**Supplied records:**
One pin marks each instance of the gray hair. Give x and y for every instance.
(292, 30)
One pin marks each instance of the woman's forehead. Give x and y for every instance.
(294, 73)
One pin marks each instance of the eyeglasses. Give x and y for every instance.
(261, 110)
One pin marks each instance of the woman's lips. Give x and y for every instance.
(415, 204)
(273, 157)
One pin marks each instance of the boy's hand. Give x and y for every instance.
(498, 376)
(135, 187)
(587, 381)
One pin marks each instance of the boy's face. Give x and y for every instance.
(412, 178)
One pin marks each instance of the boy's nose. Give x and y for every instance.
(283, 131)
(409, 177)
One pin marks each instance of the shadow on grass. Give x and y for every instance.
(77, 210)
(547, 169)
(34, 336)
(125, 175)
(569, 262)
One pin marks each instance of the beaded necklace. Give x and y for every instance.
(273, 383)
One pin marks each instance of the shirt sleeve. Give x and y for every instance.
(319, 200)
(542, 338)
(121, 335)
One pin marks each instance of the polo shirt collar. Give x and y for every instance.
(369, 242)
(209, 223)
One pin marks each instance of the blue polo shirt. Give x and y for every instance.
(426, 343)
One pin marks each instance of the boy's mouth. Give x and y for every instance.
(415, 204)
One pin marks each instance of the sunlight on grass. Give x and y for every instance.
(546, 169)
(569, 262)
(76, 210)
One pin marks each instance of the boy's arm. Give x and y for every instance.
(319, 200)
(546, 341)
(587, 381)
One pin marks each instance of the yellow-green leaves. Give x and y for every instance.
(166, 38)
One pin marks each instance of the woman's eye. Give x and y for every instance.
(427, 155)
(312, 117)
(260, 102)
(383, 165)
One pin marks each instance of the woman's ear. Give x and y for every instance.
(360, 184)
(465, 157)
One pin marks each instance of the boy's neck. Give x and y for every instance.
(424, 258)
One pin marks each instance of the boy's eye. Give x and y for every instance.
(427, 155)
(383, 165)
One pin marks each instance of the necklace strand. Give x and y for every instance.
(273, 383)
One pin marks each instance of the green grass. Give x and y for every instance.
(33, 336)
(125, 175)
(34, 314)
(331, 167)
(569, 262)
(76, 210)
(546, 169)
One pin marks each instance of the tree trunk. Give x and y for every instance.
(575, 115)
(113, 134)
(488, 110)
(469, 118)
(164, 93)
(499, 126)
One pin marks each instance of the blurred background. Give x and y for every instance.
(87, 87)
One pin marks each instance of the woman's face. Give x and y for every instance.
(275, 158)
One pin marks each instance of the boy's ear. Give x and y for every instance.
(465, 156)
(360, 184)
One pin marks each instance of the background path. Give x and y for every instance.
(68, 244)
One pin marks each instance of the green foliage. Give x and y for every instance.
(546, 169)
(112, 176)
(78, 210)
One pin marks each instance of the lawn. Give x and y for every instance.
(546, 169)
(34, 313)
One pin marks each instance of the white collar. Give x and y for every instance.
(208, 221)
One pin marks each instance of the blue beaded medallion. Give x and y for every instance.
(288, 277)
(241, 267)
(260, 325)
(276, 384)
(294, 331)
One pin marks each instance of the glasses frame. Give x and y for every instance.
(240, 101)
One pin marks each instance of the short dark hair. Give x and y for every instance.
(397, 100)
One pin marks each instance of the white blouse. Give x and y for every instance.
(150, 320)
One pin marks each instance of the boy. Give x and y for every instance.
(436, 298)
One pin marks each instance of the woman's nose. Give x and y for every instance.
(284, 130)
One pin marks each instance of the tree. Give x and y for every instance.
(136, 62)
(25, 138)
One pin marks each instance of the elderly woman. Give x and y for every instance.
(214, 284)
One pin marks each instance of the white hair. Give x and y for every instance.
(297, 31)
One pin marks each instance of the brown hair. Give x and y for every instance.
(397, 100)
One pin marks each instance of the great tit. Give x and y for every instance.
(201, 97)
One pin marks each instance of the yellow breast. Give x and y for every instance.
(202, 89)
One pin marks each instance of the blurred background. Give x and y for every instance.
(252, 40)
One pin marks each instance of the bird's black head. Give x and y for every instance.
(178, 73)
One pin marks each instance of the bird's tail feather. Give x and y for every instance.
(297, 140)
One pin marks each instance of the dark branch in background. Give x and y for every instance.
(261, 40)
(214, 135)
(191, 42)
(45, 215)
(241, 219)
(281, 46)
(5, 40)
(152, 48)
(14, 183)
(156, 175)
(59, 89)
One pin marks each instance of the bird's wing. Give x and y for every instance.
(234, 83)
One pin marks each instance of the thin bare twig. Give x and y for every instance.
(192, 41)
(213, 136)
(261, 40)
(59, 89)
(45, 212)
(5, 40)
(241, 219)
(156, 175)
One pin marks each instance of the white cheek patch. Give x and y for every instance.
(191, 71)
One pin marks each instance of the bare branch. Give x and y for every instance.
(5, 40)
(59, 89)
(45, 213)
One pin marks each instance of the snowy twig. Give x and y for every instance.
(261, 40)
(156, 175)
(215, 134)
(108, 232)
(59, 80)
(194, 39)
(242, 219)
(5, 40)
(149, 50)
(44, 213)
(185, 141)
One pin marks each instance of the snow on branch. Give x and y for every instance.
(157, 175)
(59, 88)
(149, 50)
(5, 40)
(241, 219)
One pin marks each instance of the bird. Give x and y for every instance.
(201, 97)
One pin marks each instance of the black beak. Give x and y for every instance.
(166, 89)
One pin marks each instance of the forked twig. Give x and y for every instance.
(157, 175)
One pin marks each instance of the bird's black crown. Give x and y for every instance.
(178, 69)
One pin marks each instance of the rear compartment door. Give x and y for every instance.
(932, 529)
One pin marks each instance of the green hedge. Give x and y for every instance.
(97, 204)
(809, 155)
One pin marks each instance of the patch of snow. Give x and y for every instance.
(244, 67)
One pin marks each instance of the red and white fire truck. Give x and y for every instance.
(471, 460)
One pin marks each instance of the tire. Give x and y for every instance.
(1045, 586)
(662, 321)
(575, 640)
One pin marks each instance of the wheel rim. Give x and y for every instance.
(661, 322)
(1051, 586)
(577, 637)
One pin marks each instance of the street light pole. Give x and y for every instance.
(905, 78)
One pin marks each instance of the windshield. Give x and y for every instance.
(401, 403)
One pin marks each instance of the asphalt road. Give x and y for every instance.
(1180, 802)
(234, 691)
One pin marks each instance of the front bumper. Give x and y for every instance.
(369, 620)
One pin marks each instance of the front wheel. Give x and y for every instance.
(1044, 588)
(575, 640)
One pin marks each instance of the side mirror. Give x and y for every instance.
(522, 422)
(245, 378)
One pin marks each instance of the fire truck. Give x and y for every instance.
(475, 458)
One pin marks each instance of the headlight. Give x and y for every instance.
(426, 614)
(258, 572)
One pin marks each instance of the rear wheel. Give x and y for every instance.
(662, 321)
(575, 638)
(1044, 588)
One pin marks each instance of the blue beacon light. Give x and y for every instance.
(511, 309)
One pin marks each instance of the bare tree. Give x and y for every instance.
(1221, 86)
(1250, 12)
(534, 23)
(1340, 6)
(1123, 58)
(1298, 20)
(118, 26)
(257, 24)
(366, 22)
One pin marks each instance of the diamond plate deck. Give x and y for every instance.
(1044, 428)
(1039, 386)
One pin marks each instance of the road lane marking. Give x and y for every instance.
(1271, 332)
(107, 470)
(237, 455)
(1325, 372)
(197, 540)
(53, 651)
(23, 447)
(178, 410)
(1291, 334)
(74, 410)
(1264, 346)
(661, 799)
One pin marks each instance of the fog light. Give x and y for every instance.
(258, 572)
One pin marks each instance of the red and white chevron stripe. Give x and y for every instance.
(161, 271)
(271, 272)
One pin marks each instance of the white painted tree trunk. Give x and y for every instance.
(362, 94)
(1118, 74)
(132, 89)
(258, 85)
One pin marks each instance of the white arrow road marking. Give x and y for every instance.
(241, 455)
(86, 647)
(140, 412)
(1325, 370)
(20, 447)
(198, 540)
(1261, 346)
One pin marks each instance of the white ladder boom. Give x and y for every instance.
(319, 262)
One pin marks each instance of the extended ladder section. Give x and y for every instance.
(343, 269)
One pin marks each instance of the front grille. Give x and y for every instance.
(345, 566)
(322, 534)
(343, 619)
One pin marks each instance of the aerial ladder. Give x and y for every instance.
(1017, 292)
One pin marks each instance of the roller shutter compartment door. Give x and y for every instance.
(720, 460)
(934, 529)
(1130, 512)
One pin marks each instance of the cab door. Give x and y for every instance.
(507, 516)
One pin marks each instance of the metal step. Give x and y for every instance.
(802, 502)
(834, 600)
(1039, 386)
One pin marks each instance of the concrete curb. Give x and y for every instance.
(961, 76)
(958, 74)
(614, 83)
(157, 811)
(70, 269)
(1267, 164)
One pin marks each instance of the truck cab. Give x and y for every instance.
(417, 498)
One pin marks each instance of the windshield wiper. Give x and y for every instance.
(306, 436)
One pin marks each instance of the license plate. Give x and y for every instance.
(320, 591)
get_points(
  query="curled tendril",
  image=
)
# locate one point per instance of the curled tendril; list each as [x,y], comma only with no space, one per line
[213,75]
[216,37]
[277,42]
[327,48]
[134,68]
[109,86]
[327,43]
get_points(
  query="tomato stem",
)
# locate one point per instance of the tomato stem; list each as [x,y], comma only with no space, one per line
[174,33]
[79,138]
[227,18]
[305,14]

**What you are asked to do:** Where a line in the records above contains the word "query", copy that line.

**Task solution:**
  query="curled tendril",
  query="tomato stem",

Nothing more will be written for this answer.